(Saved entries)
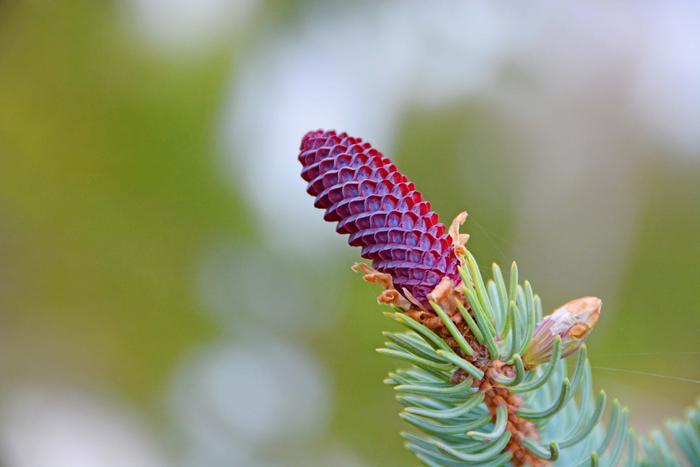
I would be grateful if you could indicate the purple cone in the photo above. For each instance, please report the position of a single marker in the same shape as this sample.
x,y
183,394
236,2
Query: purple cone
x,y
380,209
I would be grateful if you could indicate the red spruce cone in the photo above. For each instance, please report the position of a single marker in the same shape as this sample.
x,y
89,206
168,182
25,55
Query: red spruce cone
x,y
381,210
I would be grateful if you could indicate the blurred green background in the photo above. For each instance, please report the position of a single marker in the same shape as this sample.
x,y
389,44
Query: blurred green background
x,y
150,199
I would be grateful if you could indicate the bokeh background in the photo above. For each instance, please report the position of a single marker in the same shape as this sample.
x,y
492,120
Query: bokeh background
x,y
168,295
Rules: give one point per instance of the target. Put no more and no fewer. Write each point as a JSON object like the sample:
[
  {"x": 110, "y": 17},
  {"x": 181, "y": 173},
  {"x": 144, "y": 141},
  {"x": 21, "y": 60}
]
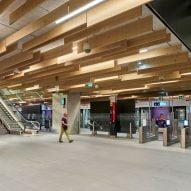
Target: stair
[
  {"x": 9, "y": 122},
  {"x": 3, "y": 129}
]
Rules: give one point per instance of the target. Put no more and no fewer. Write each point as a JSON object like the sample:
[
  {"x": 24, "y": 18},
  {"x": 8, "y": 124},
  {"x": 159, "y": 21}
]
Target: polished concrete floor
[{"x": 40, "y": 163}]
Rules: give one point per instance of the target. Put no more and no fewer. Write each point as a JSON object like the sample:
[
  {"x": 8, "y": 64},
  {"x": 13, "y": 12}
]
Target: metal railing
[{"x": 18, "y": 117}]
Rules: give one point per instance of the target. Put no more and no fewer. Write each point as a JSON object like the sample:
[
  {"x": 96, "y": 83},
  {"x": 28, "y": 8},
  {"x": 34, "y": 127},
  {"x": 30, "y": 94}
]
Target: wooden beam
[
  {"x": 23, "y": 10},
  {"x": 125, "y": 32},
  {"x": 57, "y": 52},
  {"x": 150, "y": 54},
  {"x": 36, "y": 25},
  {"x": 159, "y": 62},
  {"x": 20, "y": 57},
  {"x": 61, "y": 31},
  {"x": 105, "y": 25},
  {"x": 4, "y": 4},
  {"x": 111, "y": 8}
]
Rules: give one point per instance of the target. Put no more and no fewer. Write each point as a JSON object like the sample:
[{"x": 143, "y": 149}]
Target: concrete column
[
  {"x": 57, "y": 110},
  {"x": 71, "y": 106}
]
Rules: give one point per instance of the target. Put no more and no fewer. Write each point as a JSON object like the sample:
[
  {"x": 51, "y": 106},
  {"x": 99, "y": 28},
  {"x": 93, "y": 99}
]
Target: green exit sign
[{"x": 180, "y": 97}]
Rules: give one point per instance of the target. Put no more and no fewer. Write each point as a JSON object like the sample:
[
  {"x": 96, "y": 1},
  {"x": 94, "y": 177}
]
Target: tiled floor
[{"x": 40, "y": 163}]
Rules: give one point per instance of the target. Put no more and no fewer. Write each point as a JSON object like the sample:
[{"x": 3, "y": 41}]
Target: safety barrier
[
  {"x": 185, "y": 137},
  {"x": 145, "y": 135},
  {"x": 169, "y": 137}
]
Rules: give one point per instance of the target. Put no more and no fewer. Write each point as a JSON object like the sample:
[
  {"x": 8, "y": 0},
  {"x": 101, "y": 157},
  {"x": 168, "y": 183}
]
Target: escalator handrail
[{"x": 36, "y": 127}]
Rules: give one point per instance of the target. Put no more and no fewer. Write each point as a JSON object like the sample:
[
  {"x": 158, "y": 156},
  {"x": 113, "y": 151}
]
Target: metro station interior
[{"x": 120, "y": 69}]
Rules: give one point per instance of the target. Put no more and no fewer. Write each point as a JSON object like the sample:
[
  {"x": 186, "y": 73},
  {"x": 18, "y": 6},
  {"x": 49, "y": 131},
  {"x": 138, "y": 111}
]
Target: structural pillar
[
  {"x": 66, "y": 103},
  {"x": 113, "y": 115}
]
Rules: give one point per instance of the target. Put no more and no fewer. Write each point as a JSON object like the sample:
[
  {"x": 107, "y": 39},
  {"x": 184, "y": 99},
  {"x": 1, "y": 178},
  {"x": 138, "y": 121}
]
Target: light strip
[
  {"x": 106, "y": 78},
  {"x": 143, "y": 50},
  {"x": 78, "y": 11},
  {"x": 166, "y": 82},
  {"x": 35, "y": 87},
  {"x": 98, "y": 66},
  {"x": 185, "y": 74}
]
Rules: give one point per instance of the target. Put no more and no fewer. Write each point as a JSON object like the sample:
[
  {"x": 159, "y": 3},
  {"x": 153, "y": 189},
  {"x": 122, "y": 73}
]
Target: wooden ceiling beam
[
  {"x": 124, "y": 32},
  {"x": 150, "y": 54},
  {"x": 105, "y": 25},
  {"x": 61, "y": 31},
  {"x": 4, "y": 4},
  {"x": 25, "y": 8},
  {"x": 159, "y": 62},
  {"x": 111, "y": 8},
  {"x": 161, "y": 69},
  {"x": 57, "y": 52},
  {"x": 15, "y": 59}
]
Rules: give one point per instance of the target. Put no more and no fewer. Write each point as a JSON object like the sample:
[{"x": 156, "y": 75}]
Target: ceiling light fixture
[
  {"x": 143, "y": 50},
  {"x": 185, "y": 74},
  {"x": 78, "y": 11},
  {"x": 106, "y": 78}
]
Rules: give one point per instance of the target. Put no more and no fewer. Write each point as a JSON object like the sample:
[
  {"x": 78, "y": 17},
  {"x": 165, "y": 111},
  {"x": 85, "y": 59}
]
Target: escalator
[{"x": 14, "y": 121}]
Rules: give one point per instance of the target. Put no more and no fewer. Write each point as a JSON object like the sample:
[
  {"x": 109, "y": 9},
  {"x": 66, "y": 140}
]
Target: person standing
[
  {"x": 161, "y": 122},
  {"x": 64, "y": 128}
]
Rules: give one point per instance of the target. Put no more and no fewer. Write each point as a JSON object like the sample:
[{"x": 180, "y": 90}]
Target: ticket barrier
[
  {"x": 168, "y": 137},
  {"x": 145, "y": 135}
]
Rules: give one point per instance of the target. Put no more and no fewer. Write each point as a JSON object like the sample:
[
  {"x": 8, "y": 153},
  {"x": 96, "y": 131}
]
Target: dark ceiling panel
[{"x": 176, "y": 14}]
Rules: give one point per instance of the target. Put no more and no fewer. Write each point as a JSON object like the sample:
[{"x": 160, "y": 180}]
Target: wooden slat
[
  {"x": 58, "y": 32},
  {"x": 125, "y": 32},
  {"x": 35, "y": 25},
  {"x": 160, "y": 69},
  {"x": 75, "y": 4},
  {"x": 23, "y": 10},
  {"x": 105, "y": 25},
  {"x": 150, "y": 54},
  {"x": 23, "y": 56},
  {"x": 4, "y": 4},
  {"x": 58, "y": 51},
  {"x": 111, "y": 8}
]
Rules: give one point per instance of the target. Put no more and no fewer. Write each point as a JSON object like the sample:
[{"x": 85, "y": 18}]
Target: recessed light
[{"x": 143, "y": 50}]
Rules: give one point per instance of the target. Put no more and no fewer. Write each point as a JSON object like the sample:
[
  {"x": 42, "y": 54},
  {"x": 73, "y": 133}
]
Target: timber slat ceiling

ACTION ITEM:
The reply should hold every entry above, given again exactly, but not a single picture.

EXERCISE RESULT:
I would be grateful if you could indicate the purple cone in the photo above. For each instance, please report the position of a single marker in the same shape as this sample.
x,y
183,394
236,2
Query: purple cone
x,y
380,209
I would be grateful if you could indicate the red spruce cone in the photo above. For each instance, please report the position of a single marker in the same shape as this sample.
x,y
89,206
168,182
25,55
Query: red spruce cone
x,y
381,210
I would be grateful if you could indicate the blurred green background in the photo above. For each instance, please report the position of a single marker in the same shape as this sample.
x,y
389,44
Query: blurred green background
x,y
150,199
I would be grateful if you could indicate the bokeh background in the photo above. For each instance, please report the position of a single marker in the same shape as this sample.
x,y
492,120
Query: bokeh background
x,y
168,295
Rules: give one point per instance of the target. Put no more and no fewer. Write each point as a JSON object like the sample:
[
  {"x": 110, "y": 17},
  {"x": 181, "y": 173},
  {"x": 144, "y": 141},
  {"x": 21, "y": 60}
]
Target: stair
[
  {"x": 9, "y": 122},
  {"x": 3, "y": 129}
]
Rules: give one point per instance of the target. Put no more and no fewer. Write each point as a JSON object like the sample:
[
  {"x": 24, "y": 18},
  {"x": 8, "y": 124},
  {"x": 159, "y": 21}
]
Target: polished concrete floor
[{"x": 40, "y": 163}]
Rules: give one point per instance of the target. Put no more and no fewer. Write each point as a JSON object like the sample:
[
  {"x": 8, "y": 64},
  {"x": 13, "y": 12}
]
Target: metal railing
[{"x": 18, "y": 117}]
Rules: give one point per instance of the target. Put no more and no fewer. Write each point as a JSON object like the sample:
[
  {"x": 96, "y": 83},
  {"x": 28, "y": 8},
  {"x": 34, "y": 127},
  {"x": 30, "y": 94}
]
Target: wooden beam
[
  {"x": 23, "y": 10},
  {"x": 125, "y": 32},
  {"x": 57, "y": 52},
  {"x": 150, "y": 54},
  {"x": 36, "y": 25},
  {"x": 159, "y": 62},
  {"x": 20, "y": 57},
  {"x": 61, "y": 31},
  {"x": 105, "y": 25},
  {"x": 4, "y": 4},
  {"x": 111, "y": 8}
]
Rules: give one point per instance of the target. Put no more and no fewer. Write each point as a JSON object like the sample:
[{"x": 143, "y": 149}]
Target: concrete column
[
  {"x": 57, "y": 110},
  {"x": 71, "y": 106}
]
Rules: give one point per instance of the target. Put no more and no fewer. Write each point as a JSON object like the sample:
[
  {"x": 51, "y": 106},
  {"x": 99, "y": 28},
  {"x": 93, "y": 99}
]
Target: green exit sign
[{"x": 180, "y": 97}]
Rules: give one point per instance of the target. Put no more and no fewer. Write each point as a JSON object like the sample:
[
  {"x": 96, "y": 1},
  {"x": 94, "y": 177}
]
Target: tiled floor
[{"x": 40, "y": 163}]
Rules: give one point per instance of the target. Put no more and no fewer. Write each point as a JSON object like the sample:
[{"x": 3, "y": 41}]
Target: safety barrier
[
  {"x": 185, "y": 137},
  {"x": 145, "y": 135},
  {"x": 169, "y": 137}
]
Rules: give one point per instance of the target. Put no more and no fewer. Write each point as a JSON object like the sample:
[
  {"x": 8, "y": 0},
  {"x": 101, "y": 157},
  {"x": 168, "y": 183}
]
Target: escalator handrail
[{"x": 36, "y": 127}]
Rules: give one point per instance of the target. Put no more and no fewer. Write each point as a JSON object like the sample:
[
  {"x": 158, "y": 156},
  {"x": 113, "y": 151}
]
Target: metro station interior
[{"x": 120, "y": 69}]
Rules: give one point per instance of the target. Put no more and no fewer. Write each point as a JSON object like the sample:
[
  {"x": 186, "y": 73},
  {"x": 18, "y": 6},
  {"x": 49, "y": 131},
  {"x": 138, "y": 111}
]
Target: structural pillar
[
  {"x": 66, "y": 103},
  {"x": 113, "y": 115}
]
Rules: give one point per instance of the target. Put no more and no fewer. Write each point as a JSON object like the sample:
[
  {"x": 107, "y": 39},
  {"x": 184, "y": 99},
  {"x": 1, "y": 178},
  {"x": 138, "y": 121}
]
Target: light strip
[
  {"x": 106, "y": 78},
  {"x": 143, "y": 50},
  {"x": 78, "y": 11},
  {"x": 166, "y": 82},
  {"x": 35, "y": 87},
  {"x": 98, "y": 66},
  {"x": 185, "y": 74}
]
Rules: give one point per instance of the target. Put no more and no fewer. Write each point as a JSON object like the sample:
[
  {"x": 159, "y": 3},
  {"x": 153, "y": 189},
  {"x": 122, "y": 73}
]
Target: wooden ceiling beam
[
  {"x": 124, "y": 32},
  {"x": 150, "y": 54},
  {"x": 105, "y": 25},
  {"x": 61, "y": 31},
  {"x": 4, "y": 4},
  {"x": 25, "y": 8},
  {"x": 159, "y": 62},
  {"x": 111, "y": 8},
  {"x": 161, "y": 69},
  {"x": 57, "y": 52},
  {"x": 15, "y": 59}
]
Rules: give one point per instance of the target. Put no more and no fewer. Write each point as a JSON object like the sample:
[{"x": 156, "y": 75}]
Target: ceiling light fixture
[
  {"x": 143, "y": 50},
  {"x": 185, "y": 74},
  {"x": 78, "y": 11},
  {"x": 106, "y": 78}
]
Rules: give one point per instance of the target. Put no more and no fewer. Write each point as a JSON object like the sample:
[
  {"x": 78, "y": 17},
  {"x": 165, "y": 111},
  {"x": 85, "y": 59}
]
Target: escalator
[{"x": 14, "y": 121}]
Rules: give one point per instance of the target. Put no more and no fewer. Write each point as a JSON object like the sample:
[
  {"x": 109, "y": 9},
  {"x": 66, "y": 140}
]
Target: person standing
[
  {"x": 161, "y": 122},
  {"x": 64, "y": 128}
]
Rules: give one point per instance of the target. Put no more and no fewer. Write each point as a JSON object like the sample:
[{"x": 180, "y": 90}]
Target: ticket barrier
[
  {"x": 168, "y": 137},
  {"x": 145, "y": 135}
]
Rules: give one point per instance of the target. Put no more and no fewer. Write each point as a JSON object like the sample:
[
  {"x": 8, "y": 153},
  {"x": 96, "y": 131}
]
Target: dark ceiling panel
[{"x": 176, "y": 14}]
Rules: give one point per instance of the target. Put no more and no fewer. Write each point as a JSON object like the sample:
[{"x": 160, "y": 180}]
Target: wooden slat
[
  {"x": 58, "y": 32},
  {"x": 125, "y": 32},
  {"x": 35, "y": 25},
  {"x": 160, "y": 69},
  {"x": 75, "y": 4},
  {"x": 23, "y": 10},
  {"x": 105, "y": 25},
  {"x": 150, "y": 54},
  {"x": 23, "y": 56},
  {"x": 4, "y": 4},
  {"x": 58, "y": 51},
  {"x": 111, "y": 8}
]
Rules: give one point per instance of the target. Put no more and no fewer. Write each point as a JSON object like the sample:
[{"x": 85, "y": 18}]
Target: recessed light
[{"x": 143, "y": 50}]
Rules: give one point per instance of the target. Put no more and no fewer. Write each point as a JSON object like the sample:
[
  {"x": 42, "y": 54},
  {"x": 73, "y": 133}
]
Target: timber slat ceiling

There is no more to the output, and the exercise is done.